[Your task]:
With the pictures left out, write out exactly the lines from the one containing "Find the white picture" through the end.

[Data to use]:
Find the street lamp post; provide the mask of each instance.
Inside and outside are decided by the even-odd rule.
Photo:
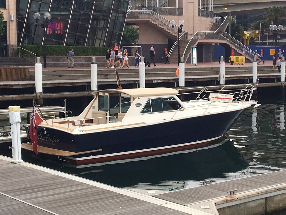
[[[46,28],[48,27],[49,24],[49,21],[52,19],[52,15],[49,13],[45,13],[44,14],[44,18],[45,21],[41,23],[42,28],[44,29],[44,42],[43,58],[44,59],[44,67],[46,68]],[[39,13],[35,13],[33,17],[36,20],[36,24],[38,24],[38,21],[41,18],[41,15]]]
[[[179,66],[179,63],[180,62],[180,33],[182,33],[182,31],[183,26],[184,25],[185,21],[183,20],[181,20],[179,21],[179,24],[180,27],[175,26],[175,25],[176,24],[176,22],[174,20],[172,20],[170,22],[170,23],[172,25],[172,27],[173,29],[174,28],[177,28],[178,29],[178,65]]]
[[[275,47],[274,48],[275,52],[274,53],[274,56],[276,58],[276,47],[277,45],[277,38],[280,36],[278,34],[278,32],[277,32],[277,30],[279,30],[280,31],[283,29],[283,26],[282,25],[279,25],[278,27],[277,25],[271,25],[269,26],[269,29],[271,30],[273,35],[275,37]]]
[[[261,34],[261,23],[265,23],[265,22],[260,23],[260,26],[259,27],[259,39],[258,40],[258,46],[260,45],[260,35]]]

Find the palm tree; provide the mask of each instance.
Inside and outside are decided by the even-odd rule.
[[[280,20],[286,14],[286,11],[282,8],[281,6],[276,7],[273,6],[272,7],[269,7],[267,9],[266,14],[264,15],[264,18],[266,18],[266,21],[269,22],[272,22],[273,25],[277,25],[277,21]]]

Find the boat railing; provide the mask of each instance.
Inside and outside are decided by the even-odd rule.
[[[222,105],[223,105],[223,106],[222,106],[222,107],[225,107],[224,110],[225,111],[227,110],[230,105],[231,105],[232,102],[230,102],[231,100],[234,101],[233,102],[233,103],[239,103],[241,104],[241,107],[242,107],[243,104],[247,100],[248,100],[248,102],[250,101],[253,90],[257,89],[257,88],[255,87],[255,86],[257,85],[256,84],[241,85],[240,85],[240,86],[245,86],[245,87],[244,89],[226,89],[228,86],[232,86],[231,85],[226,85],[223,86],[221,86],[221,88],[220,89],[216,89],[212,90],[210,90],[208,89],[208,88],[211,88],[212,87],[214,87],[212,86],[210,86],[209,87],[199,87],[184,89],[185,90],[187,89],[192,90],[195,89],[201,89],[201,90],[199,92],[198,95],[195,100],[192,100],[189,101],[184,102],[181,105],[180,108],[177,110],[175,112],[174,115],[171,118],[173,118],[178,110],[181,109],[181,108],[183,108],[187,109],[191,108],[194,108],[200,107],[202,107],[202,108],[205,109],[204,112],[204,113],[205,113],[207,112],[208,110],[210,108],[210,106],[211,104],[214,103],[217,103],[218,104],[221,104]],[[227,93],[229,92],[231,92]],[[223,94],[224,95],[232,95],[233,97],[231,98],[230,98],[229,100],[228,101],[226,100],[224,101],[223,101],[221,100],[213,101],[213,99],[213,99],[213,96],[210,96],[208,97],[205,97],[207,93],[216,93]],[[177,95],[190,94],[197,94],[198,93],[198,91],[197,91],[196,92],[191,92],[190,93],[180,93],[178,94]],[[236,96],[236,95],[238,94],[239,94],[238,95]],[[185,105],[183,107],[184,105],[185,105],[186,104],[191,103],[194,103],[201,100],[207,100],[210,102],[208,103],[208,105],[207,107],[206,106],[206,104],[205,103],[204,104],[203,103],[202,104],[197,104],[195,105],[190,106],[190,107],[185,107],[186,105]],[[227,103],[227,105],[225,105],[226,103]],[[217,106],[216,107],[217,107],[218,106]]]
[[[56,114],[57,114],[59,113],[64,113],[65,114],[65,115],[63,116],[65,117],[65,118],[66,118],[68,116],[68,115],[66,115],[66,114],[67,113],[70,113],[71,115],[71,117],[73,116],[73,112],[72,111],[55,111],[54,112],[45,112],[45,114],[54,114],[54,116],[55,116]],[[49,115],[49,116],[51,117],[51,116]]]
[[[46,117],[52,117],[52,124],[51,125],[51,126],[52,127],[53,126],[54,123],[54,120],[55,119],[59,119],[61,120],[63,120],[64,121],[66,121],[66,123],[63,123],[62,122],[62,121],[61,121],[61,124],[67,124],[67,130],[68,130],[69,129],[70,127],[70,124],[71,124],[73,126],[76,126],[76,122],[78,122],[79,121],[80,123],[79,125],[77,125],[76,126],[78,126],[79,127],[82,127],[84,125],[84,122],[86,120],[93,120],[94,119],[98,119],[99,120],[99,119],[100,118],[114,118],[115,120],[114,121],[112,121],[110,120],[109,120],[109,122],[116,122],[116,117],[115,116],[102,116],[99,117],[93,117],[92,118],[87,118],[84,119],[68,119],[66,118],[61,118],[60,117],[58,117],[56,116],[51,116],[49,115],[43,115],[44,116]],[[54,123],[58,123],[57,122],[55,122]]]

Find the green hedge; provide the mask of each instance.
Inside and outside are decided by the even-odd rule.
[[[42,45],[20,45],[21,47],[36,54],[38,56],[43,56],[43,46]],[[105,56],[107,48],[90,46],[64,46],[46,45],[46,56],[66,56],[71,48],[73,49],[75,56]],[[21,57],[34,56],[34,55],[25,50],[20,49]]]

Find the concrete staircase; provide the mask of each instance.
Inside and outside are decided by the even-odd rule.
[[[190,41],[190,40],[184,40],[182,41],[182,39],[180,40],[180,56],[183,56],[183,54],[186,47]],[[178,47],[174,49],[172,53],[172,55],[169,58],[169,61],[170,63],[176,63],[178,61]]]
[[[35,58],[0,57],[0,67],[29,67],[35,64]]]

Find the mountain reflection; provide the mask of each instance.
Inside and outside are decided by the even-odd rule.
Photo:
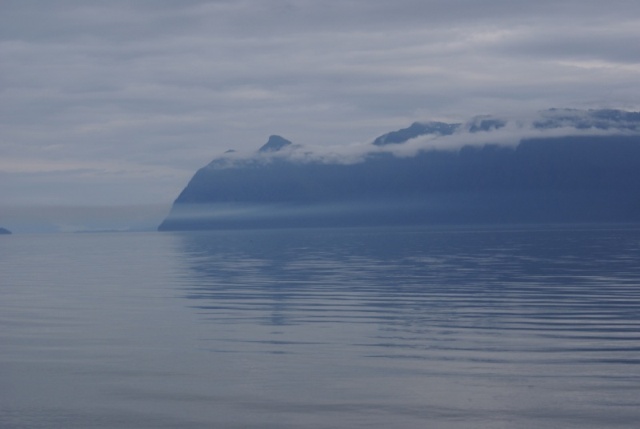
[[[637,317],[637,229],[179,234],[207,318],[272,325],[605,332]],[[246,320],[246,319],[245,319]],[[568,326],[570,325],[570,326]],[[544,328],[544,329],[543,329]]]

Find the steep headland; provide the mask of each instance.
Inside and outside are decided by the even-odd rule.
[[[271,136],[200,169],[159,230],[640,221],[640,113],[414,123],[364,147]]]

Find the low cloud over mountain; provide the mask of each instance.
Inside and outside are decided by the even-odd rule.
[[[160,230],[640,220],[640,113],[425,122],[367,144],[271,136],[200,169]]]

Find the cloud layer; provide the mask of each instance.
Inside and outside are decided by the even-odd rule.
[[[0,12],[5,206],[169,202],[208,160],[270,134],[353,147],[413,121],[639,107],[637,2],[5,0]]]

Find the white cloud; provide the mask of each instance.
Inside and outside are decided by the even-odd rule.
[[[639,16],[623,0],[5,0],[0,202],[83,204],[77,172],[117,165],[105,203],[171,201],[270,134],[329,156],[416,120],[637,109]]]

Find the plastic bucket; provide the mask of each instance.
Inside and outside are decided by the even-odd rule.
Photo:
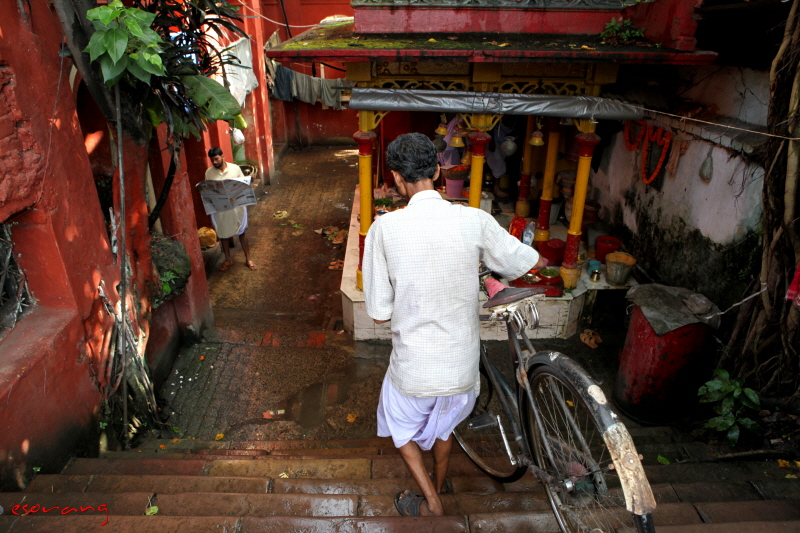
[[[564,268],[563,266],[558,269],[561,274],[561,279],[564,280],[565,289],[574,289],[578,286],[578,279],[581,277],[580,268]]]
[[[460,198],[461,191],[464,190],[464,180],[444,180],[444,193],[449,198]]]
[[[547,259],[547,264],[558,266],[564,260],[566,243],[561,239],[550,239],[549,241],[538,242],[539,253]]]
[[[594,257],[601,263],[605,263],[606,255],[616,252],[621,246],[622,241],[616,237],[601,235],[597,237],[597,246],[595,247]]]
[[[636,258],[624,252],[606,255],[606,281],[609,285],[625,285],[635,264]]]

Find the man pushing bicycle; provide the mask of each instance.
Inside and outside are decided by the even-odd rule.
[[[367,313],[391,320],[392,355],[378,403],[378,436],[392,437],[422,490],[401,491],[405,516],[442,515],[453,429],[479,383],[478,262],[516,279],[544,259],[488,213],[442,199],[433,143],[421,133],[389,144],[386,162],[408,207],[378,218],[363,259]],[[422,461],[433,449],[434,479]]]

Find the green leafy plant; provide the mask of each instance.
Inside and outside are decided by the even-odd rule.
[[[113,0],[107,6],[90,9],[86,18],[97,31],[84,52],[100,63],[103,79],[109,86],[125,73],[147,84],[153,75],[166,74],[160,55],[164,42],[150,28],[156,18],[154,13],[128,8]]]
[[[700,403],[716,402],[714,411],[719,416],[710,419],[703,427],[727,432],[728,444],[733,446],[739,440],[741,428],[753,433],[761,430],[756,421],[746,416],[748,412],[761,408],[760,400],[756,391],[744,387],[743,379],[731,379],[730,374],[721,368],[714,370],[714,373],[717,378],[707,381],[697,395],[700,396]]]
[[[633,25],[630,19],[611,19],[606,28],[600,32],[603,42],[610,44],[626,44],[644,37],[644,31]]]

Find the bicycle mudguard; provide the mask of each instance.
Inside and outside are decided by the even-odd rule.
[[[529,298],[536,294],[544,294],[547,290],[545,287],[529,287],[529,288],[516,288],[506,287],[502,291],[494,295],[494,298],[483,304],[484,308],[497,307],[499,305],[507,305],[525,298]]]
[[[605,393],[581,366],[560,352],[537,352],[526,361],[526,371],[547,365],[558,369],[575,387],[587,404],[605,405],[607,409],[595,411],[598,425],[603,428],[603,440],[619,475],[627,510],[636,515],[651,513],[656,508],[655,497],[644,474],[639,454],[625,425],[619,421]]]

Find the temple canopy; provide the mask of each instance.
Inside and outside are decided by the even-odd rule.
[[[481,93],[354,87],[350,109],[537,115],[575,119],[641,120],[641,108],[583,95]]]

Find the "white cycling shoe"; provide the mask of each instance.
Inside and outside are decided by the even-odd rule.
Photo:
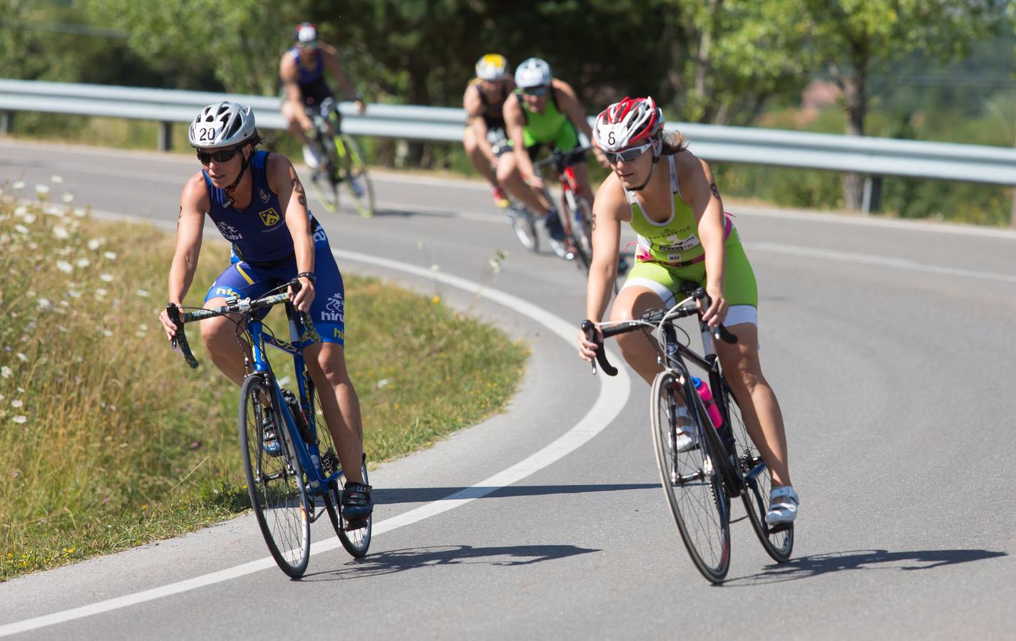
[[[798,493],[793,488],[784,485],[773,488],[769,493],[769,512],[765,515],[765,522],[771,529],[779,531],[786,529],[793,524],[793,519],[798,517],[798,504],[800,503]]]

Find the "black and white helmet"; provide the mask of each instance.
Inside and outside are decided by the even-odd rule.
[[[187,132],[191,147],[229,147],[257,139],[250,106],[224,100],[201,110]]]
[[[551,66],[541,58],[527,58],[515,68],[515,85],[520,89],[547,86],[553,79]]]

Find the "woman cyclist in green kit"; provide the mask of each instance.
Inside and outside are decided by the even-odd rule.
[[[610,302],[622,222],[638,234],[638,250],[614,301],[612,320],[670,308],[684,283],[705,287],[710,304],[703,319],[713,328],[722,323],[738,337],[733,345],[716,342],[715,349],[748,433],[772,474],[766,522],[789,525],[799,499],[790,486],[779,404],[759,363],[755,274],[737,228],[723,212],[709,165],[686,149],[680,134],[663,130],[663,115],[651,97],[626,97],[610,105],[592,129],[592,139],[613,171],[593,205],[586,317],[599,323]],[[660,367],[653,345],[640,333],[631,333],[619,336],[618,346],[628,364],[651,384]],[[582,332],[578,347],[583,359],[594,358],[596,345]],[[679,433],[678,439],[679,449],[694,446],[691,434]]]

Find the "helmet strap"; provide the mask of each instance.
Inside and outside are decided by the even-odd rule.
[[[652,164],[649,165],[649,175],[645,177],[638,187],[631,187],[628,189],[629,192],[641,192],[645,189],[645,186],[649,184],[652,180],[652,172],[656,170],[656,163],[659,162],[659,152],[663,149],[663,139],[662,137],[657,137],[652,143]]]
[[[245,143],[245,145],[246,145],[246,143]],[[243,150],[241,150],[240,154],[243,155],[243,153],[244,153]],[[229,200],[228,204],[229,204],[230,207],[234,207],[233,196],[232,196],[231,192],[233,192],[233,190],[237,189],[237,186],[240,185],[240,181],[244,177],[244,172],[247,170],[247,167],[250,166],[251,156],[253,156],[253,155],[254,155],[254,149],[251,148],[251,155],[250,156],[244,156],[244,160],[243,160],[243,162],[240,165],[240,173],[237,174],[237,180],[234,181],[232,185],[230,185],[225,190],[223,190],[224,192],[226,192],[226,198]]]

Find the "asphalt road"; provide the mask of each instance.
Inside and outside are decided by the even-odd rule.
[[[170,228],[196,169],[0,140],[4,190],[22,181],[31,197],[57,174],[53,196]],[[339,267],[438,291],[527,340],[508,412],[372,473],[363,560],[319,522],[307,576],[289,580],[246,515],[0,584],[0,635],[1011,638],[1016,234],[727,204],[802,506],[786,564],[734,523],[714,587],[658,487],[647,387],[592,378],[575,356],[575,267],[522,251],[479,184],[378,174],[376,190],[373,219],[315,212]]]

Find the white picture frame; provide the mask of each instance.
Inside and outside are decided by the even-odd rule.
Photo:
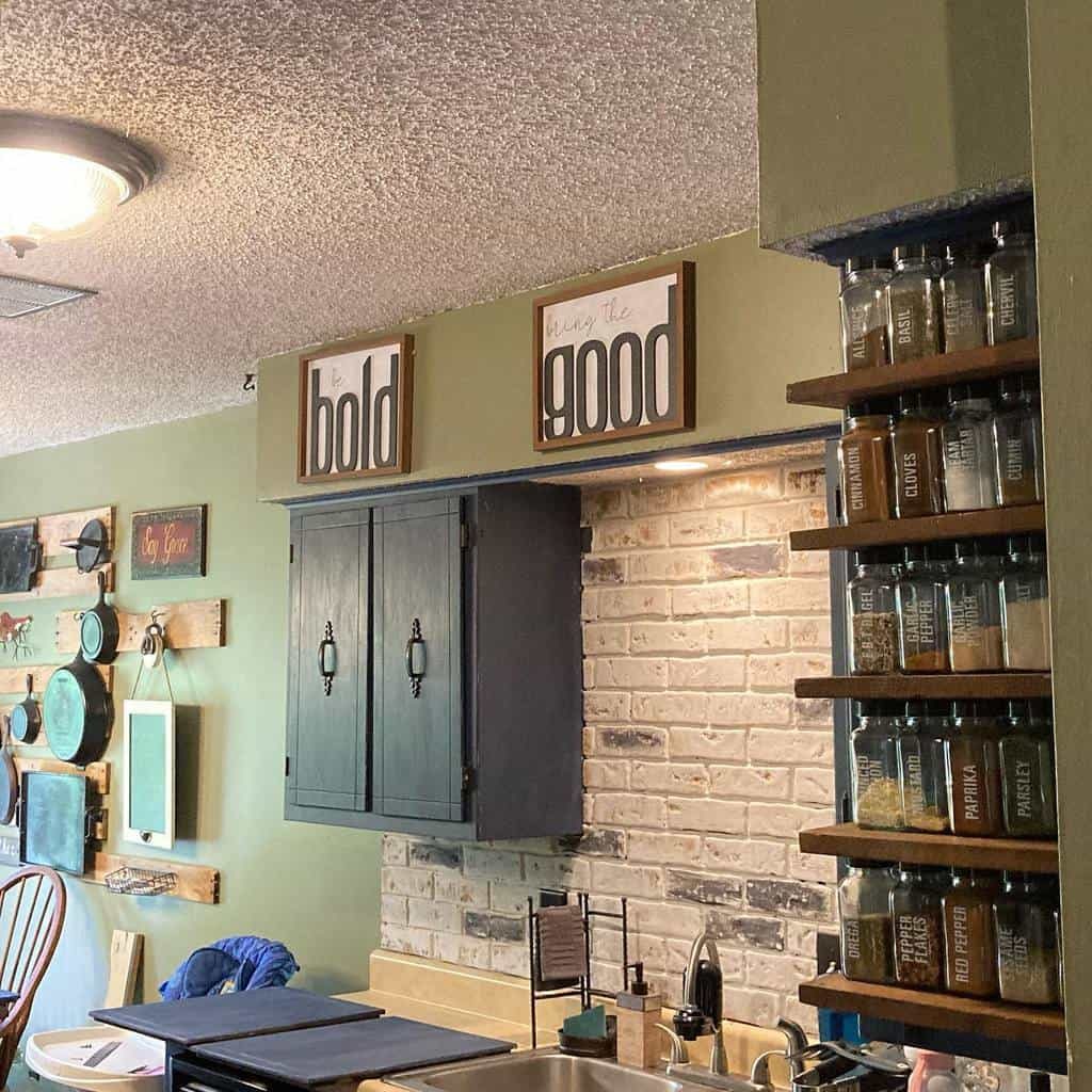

[Written response]:
Find the white picture frame; provide the mask of each instance.
Inside and outside are decided by the even-odd rule.
Photo:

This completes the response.